Region labeling items
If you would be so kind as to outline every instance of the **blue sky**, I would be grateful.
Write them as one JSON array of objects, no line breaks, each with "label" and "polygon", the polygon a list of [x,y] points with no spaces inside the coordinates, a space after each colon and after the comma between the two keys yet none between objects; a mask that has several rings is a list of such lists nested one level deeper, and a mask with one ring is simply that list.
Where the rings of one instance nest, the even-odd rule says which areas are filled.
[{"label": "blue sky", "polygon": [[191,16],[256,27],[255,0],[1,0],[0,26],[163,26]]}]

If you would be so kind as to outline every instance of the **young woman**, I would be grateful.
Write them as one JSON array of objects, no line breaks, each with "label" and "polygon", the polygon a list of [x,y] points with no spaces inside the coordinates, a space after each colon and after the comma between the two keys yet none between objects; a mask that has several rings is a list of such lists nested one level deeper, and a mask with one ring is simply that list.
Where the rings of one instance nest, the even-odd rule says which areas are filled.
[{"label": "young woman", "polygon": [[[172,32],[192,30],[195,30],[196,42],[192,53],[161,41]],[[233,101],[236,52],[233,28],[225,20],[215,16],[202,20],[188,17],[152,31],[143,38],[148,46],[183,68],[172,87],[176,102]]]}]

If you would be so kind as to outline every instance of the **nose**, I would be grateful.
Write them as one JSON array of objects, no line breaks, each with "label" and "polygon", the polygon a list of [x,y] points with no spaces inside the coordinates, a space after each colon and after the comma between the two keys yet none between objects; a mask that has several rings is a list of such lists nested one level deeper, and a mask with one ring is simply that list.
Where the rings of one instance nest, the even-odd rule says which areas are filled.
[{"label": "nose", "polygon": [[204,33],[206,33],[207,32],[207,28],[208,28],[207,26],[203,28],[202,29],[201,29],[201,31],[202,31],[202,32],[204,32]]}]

◆ Stated exercise ◆
Put every line of the records above into a JSON list of strings, with one string per line and the blank lines omitted.

◆ Solution to the problem ◆
[
  "If you would be so kind as to outline every instance of the **blue sky**, I would be grateful.",
  "Write them as one JSON array of objects, no line breaks, each with \"label\" and \"polygon\", the polygon a list of [x,y] points with no spaces inside the coordinates, a space after each colon and after the comma between the two keys yet none between objects; a mask that has several rings is a list of such lists nested one level deeper, and a mask with one ring is simply that list.",
  "Where the rings of one instance nest, the even-odd rule says which areas are filled.",
  "[{\"label\": \"blue sky\", \"polygon\": [[191,16],[256,27],[255,0],[1,0],[0,26],[163,26]]}]",
  "If you would be so kind as to outline every instance of the **young woman**, I would be grateful.",
  "Write them as one JSON array of objects, no line breaks, each with \"label\" and \"polygon\", the polygon a list of [x,y] points with no spaces inside the coordinates, a space after each colon and after the comma between the two keys yet none between objects; a mask that has several rings is a list of such lists nested one level deeper, and a mask with one ring is simply that list.",
  "Where the rings of one instance nest, the even-odd rule says which areas are filled.",
  "[{\"label\": \"young woman\", \"polygon\": [[[172,32],[192,30],[195,30],[196,42],[192,53],[161,41]],[[233,101],[236,52],[233,28],[225,20],[215,16],[202,20],[188,17],[152,31],[143,38],[148,46],[183,68],[172,87],[176,102]]]}]",
  "If you would be so kind as to outline every instance of the **nose**, I would be grateful.",
  "Write them as one JSON array of objects, no line breaks, each with \"label\" and \"polygon\", the polygon a list of [x,y] points with no spaces inside the coordinates, a space after each colon and after the comma between the two keys yet none between objects; a mask that has several rings is a list of such lists nested one level deeper, and a mask with one ring is simply that list.",
  "Where the rings of one instance nest, the even-odd rule says which areas are filled.",
  "[{\"label\": \"nose\", \"polygon\": [[204,33],[206,33],[207,32],[207,28],[208,28],[207,26],[203,28],[202,29],[201,29],[201,31],[202,31],[202,32],[204,32]]}]"
]